- BAGIAN TEKS:
===============

| 148 Views
Utang Semakin Meningkat, Penjajahan Makin Kuat?

Oleh : Zahrah
Aktivis Dakwah Kampus
Utang Indonesia sepertinya tidak akan menurun, terbukti beberapa tahun belakang ini, utang Indonesia terus merangkak naik. Utang menjadi salah satu sumber pendapatan terbesar negara, menjadi salah satu faktor penyebab utang Indonesia tidak menunjukkan angka penurun justru terus meroket. Sebab sumber pendapatan APBN sebagian besarnya dari utang dan juga pajak.
Dilansir dari CNN Indonesia (27/02/2024) menurut Kementerian Keuangan utang Indonesia menjadi Rp. Rp8.253,09 triliun per Januari 2024.
Jumlah utang ini naik menjadi sebanyak Rp. 108,4 triliun dibandingkan utang Indonesia pada Desember 2023. Utang pemerintah didominasi oleh surat berharga negara (SBN) sebesar 88,19 persen atau Rp. 7.278,03 triliun yang rinciannya terbagi menjadi dua, SBN domestik sebesar Rp. 5.873,38 triliuan dan SBN Valas atau mata uang asing sebesar Rp. 1.404,65 triliun. Lalu sisanya masuk dalam pinjaman sebesar 11,81 persen atau sebesar 975,06 triliun yang terbagi lagi menjadi dua yaitu pinjaman dalam negeri sebesar Rp36,23 triliun dan pinjaman luar negeri sebesar Rp938,83 triliun.
Meskipun utang Indonesia menunjukkan kenaikan yang cukup signifikan dibandingkan dengan sebelumnya, pemerintah mengatakan utang Indonesia masih dalam batas aman karena rasio utang Indonesia terhadap produk domestik bruto (PDB) masih dibawah 60 persen yakni sebesar 38,75 persen. Bahkan rasio ini dianggap lebih baik dari rasio PDB yang telah ditetapkan negara melalui Strategi Pengelolaan Utang Jangka Menengah 2024-2027 sebesar 40 persen.
Berbeda dengan pemerintah, Ekonom Center of Economic and Law Studies (Celios), Bhima Yudhistira berpendapat semestinya pemerintah tidak terjebak dengan rasio utang di bawah 60 persen. Likuiditas domestik makin tergerus karena tersedot utang. Tentu saja, keadaan demikian bukan sesuatu yang baik-baik saja.
Hal yang sama juga diungkapkan oleh ekonom Bright Institute Awalil Rizky, bahwa batas atas 60 persen dalam UU tentang Keuangan Negara mestinya tidak ditafsirkan sebagai batas aman kondisi utang, melainkan yang tidak boleh dilampaui. Indikator risiko utang pemerintah, kata dia, bukan hanya utang terhadap PDB. Tapi di antaranya adalah rasio utang, rasio pembayaran bunga utang, dan rasio pembayaran beban utang atas pendapatan negara.

===============

- DATA TERSIMPAN:

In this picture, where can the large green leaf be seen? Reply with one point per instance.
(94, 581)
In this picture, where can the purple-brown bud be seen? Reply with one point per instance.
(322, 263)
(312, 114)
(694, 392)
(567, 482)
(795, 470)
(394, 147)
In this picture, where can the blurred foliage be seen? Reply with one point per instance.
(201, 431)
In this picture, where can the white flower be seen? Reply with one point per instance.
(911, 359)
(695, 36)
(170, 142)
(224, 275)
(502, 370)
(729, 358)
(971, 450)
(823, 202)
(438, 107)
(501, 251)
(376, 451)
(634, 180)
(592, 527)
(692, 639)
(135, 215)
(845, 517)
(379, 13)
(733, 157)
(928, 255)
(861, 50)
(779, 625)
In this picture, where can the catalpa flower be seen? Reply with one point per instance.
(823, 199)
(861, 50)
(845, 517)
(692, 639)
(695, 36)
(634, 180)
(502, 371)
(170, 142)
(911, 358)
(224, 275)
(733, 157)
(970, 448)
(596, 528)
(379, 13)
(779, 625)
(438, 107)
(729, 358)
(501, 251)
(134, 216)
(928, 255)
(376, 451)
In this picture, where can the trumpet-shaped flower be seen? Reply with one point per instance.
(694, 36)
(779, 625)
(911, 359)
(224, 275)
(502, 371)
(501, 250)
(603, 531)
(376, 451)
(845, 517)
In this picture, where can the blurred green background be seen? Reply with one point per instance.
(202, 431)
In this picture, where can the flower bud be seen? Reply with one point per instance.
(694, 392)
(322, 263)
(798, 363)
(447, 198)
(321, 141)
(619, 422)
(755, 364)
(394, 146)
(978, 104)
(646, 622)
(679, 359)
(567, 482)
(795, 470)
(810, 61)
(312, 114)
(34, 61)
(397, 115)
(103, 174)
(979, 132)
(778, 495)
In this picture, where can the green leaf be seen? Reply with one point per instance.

===============

- TUJUAN A: Menurut pemerintah dalam artikel tentang utang Indonesia, berapa rasio utang Indonesia terhadap PDB?
- TUJUAN B: Artikel tentang utang Indonesia membagi SBN dan pinjaman masing-masing menjadi dua bagian. Tuliskan semua bagian itu beserta nilainya.
Data ini adalah bahan tersendiri yang terpisah dari artikel tentang utang Indonesia.

- HASIL LENGKAP A: 38,75 persen.

- HASIL LENGKAP B:
- SBN domestik: Rp5.873,38 triliun
- SBN valas atau mata uang asing: Rp1.404,65 triliun
- Pinjaman dalam negeri: Rp36,23 triliun
- Pinjaman luar negeri: Rp938,83 triliun